=== DAFTAR TUGAS ===
a - Ketik ulang bagian teks tentang hukum perdata internasional yang dimulai dengan kata-kata yang memuat "Hubungan manusia dan" dan berakhir pada "dan bidang-bidang lainnya.".
b - Tulis lanjutan teks tentang hukum perdata internasional, dimulai setelah kalimat terakhirnya.

=== KUTIPAN YANG DIBERIKAN ===
▼

Hukum

Pengertian Hukum Perdata Internasional dan Pentingnya untuk Indonesia

Written by Alisa Q

Hubungan manusia dan negara tidak hanya berlaku dalam satu wilayah saja. Setiap negara saling berhubungan dengan negara lain. Baik dalam hal ekonomi, pertahanan, politik, dukungan, kesehatan, dan bidang-bidang lainnya.

Oleh sebab itu, dalam hubungan tersebut dibutuhkan adanya hukum atau aturan yang mengikat dan menjadi kontrol atas segala bentuk kegiatan yang sedang terjadi. Tidak terkecuali urusan perdata baik individu ataupun negara. Dalam hubungan internasional memiliki hukum perdata internasional sebagai landasan hukum.

Berikut akan dibahas mengenai hukum perdata internasional yang telah dirangkum dari berbagai laman di internet.

Pengertian Hukum Perdata Internasional

Hukum Perdata Internasionao (HPI) merupakan badan hukum yang mengatur interaksi antarnegara, yang meliputi organisasi negara dan nonnegara, organisasi internasional, dan individu atau perusahaan. Bidang ini cukup kompleks. Bahkan dapat menjadi cukup rumit.

Prof. J.G. Sauveplanne berpendapat bahwa hukum perdata internasional atau Internationale Privaat Recht (Nederlandse) adalah keseluruhan aturan-aturan yang mengatur hubungan-hubungan hukum perdata yang mengandung elemen-elemen internasional dan hubungan-hubungan hukum yang memiliki kaitan dengan negaranegara asing, sehingga dapat pertanyaan apakah penundukan langsung ke arah hukum asing itu tanpa harus menundukkan diri pada hukum intern (hukum Belanda).

Sementara itu, Prof. Mochtar Kusumaatmadja mendefinisikan hukum perdata internasional sebagai keseluruhan kaidah dan asas hukum yang mengatur hubungan perdata yang melintasi batas negara. Dengan perkataan lain, hukum yang mengatur hubungan hukum perdata antara para pelaku hukum yang masing-masing tunduk pada hukum perdata (nasional) yang berlainan.

▲

=== DATA YANG TERSEDIA ===

▼

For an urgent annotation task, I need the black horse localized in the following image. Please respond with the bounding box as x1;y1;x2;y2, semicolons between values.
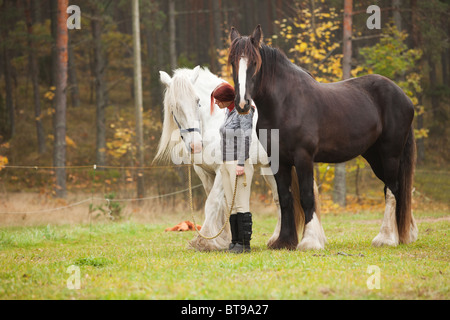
229;25;417;249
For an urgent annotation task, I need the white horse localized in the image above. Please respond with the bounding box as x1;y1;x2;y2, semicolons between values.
155;66;324;251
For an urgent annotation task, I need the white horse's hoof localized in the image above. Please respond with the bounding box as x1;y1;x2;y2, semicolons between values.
372;233;398;247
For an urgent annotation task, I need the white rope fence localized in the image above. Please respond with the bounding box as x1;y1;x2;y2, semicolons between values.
0;165;203;215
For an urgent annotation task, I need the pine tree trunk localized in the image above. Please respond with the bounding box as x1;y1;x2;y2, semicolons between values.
333;0;353;207
91;16;106;167
25;0;46;154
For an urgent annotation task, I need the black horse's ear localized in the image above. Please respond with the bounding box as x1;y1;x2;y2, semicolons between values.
230;27;241;42
250;24;263;48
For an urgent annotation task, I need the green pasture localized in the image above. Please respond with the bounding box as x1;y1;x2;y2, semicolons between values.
0;211;450;300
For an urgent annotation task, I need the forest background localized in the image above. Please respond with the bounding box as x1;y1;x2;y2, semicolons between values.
0;0;450;222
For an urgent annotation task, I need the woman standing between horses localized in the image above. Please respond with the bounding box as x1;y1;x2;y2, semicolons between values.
211;82;254;253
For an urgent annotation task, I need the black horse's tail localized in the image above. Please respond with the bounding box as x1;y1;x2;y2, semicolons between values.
395;126;416;243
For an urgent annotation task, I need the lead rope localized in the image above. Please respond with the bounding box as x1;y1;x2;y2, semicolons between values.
188;165;241;240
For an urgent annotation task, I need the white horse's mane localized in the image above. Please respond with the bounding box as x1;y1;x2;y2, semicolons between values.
154;68;221;163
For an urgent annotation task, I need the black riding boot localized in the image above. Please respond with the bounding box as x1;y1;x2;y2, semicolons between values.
228;214;239;250
230;212;253;253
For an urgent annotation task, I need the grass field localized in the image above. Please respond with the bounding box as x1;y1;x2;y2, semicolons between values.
0;210;450;300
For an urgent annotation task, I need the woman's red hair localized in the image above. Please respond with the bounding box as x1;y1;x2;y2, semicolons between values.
211;82;234;114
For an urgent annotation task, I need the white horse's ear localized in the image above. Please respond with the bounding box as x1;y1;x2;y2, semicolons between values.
159;71;172;87
191;66;200;84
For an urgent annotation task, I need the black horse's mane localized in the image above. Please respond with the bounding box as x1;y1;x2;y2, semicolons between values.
228;36;314;93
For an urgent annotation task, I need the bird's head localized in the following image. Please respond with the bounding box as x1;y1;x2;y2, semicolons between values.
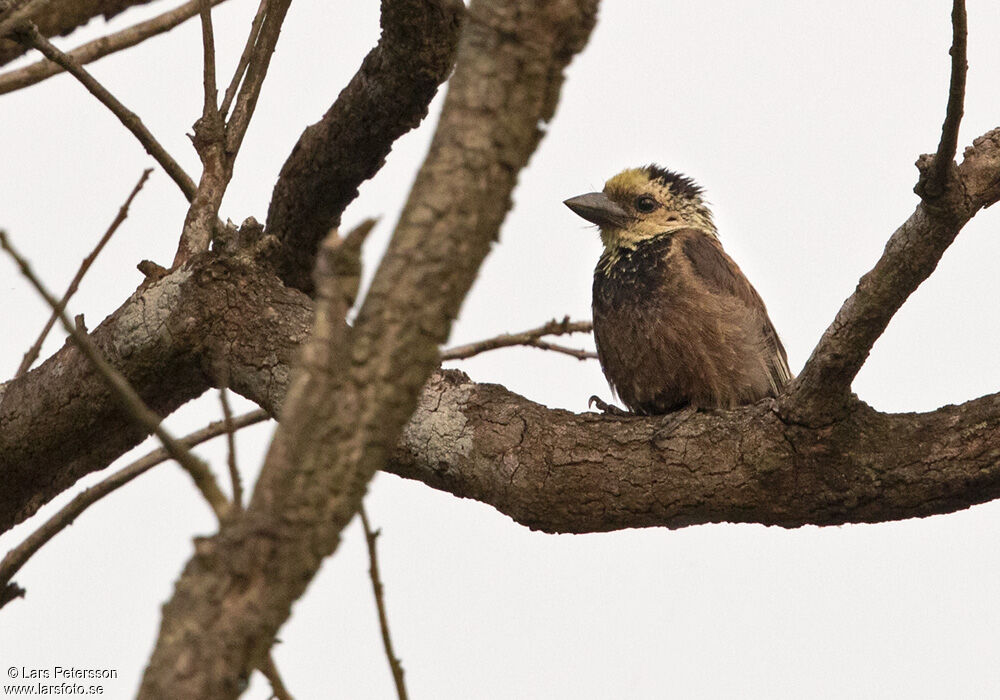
564;165;717;250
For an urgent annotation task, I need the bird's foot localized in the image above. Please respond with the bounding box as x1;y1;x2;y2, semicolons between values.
587;396;632;416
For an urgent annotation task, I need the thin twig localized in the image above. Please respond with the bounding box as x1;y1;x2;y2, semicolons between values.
925;0;969;196
219;0;267;118
524;340;597;360
258;653;294;700
226;0;291;158
0;0;232;95
441;316;597;360
0;0;50;39
17;24;196;202
200;0;219;119
358;503;406;700
0;230;229;522
0;409;270;607
219;386;243;513
14;168;153;379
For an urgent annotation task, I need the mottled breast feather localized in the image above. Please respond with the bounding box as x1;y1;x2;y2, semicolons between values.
593;228;791;414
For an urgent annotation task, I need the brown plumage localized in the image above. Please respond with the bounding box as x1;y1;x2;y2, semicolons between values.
566;165;791;415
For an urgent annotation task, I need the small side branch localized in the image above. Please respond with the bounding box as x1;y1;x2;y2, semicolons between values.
441;316;597;361
258;654;293;700
0;0;233;95
265;0;465;292
780;0;984;426
0;231;229;522
358;504;407;700
219;0;267;118
0;409;270;607
0;0;50;39
219;386;243;512
924;0;969;197
14;169;153;379
17;25;195;201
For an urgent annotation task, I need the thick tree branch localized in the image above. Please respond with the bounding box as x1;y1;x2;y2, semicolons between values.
173;0;291;267
358;504;409;700
0;0;232;95
0;230;229;521
387;370;1000;532
781;128;1000;425
0;255;312;531
266;0;462;291
0;409;270;607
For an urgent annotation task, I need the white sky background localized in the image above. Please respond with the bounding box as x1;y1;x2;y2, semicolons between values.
0;0;1000;699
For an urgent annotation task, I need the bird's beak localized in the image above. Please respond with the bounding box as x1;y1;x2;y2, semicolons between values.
563;192;629;228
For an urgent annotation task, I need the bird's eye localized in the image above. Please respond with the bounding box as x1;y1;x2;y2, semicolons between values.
635;194;660;214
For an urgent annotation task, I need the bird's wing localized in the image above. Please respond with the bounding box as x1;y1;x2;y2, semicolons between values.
683;231;792;394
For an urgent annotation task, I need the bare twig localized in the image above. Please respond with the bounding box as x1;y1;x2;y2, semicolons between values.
226;0;291;158
0;0;232;95
0;230;229;522
173;0;291;267
441;316;597;361
0;0;49;39
358;503;407;700
0;409;270;607
219;386;243;512
780;0;980;426
18;25;195;201
219;0;267;117
200;0;219;119
924;0;969;197
257;653;294;700
14;168;153;378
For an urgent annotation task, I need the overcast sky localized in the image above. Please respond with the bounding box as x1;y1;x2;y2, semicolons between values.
0;0;1000;700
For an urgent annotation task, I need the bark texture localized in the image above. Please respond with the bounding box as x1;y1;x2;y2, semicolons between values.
266;0;464;291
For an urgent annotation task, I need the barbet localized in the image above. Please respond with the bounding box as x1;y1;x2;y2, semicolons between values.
565;165;791;415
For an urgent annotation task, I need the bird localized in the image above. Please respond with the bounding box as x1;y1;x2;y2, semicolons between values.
564;164;792;415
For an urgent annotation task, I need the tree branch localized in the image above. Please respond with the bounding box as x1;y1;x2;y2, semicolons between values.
0;409;270;607
139;0;596;698
360;503;407;700
14;168;153;379
0;0;158;66
219;0;267;119
173;0;291;267
265;0;463;291
17;25;195;201
781;123;1000;425
441;316;597;361
0;0;232;95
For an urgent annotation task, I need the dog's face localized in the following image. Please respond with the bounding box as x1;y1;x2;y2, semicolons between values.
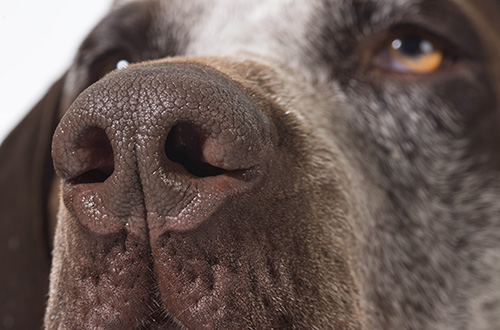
45;0;500;329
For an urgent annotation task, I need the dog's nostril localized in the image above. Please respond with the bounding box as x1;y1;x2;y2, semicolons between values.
165;124;227;177
71;127;114;184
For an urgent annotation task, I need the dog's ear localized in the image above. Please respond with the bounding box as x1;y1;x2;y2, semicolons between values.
0;73;64;329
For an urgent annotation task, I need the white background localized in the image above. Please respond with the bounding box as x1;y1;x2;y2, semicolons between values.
0;0;112;141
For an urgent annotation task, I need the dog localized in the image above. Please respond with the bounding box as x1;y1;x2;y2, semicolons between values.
0;0;500;330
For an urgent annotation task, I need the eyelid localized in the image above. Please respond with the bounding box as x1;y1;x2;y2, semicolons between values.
368;24;461;75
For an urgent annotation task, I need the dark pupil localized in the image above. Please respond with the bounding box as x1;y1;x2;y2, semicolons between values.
398;35;424;57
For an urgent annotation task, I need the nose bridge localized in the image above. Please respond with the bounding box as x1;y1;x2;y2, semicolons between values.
53;64;272;236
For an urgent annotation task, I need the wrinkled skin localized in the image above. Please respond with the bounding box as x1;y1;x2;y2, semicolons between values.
0;0;500;329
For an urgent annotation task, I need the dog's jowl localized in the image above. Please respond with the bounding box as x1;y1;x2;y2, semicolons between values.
0;0;500;330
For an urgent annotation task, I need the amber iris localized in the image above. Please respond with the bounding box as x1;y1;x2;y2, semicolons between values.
388;35;445;74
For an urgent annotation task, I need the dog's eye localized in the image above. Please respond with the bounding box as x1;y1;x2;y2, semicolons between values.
373;31;451;75
116;60;130;70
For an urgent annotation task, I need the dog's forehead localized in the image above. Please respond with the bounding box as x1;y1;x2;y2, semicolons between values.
111;0;491;66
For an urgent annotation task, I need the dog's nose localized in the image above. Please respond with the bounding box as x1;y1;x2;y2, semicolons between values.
53;64;274;237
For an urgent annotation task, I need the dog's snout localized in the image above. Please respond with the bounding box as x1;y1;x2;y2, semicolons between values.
53;64;273;236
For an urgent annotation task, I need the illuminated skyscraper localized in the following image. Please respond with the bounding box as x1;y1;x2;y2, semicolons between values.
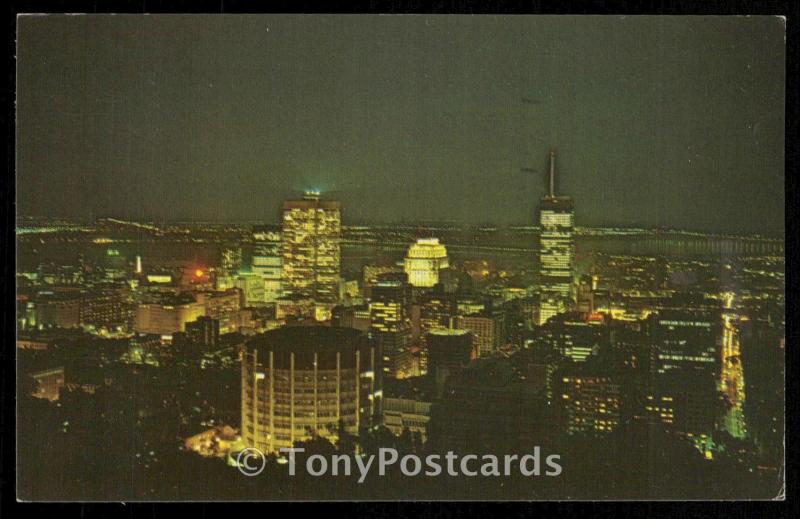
251;226;283;303
283;191;341;320
539;151;575;324
241;326;383;454
405;238;450;287
369;281;411;378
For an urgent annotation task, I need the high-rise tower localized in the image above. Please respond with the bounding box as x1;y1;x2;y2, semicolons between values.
539;150;575;324
283;191;341;320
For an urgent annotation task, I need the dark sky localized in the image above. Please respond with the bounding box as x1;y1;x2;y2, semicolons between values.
17;16;785;233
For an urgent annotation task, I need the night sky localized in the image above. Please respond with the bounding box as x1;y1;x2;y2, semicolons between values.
17;16;785;234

▲

=== JAWABAN TUGAS ===
a -
Hubungan manusia dan negara tidak hanya berlaku dalam satu wilayah saja. Setiap negara saling berhubungan dengan negara lain. Baik dalam hal ekonomi, pertahanan, politik, dukungan, kesehatan, dan bidang-bidang lainnya.

b -
HPI dalam pandangan Sudargo Gautama merupakan suatu keseluruhan peraturan dan keputusan hukum yang menunjukkan stelsel hukum manakah yang berlaku atau apakah yang merupakan hukum, jika hubungan-hubungan atau peristiwa antara warga (warga) negara pada suatu waktu tertentu memperlihatkan titik-titik pertalian dengan stelsel dan kaidah-kaidah hukum dari dua atau lebih negara yang berbeda dalam lingkungan kuasa tempat, pribadi, dan soal-soal.

Adapun, hukum perdata internasional dalam pandangan Prof. Sunaryati merupakan seperangkat aturan mengenai setiap peristiwa/hubungan hukum yang mengandung unsur asing, baik di bidang hukum publik maupun hukum privat.

Sebagai contoh hukum perdata internasional dapat dilihat dari beberapa persoalan berikut ini yang dirangkum dari buku ajar “Hukum Perdata Internasional” yang disuusn oleh Ida Bagus Wyasa Putra, dkk.

  • Seorang warga negara Indonesia menikah dengan seorang warga negara Jepang. Pernikahan dilangsungkan di Tokyo, dan karena salah satu pihak ternyata masih terikat pada suatu perkawinan lain yang sudah ada, maka pihak itu dianggap telah melakukan poligami, dan pihak yang lain mengajukan gugatan perceraian di Pengadilan Indonesia di Jakarta.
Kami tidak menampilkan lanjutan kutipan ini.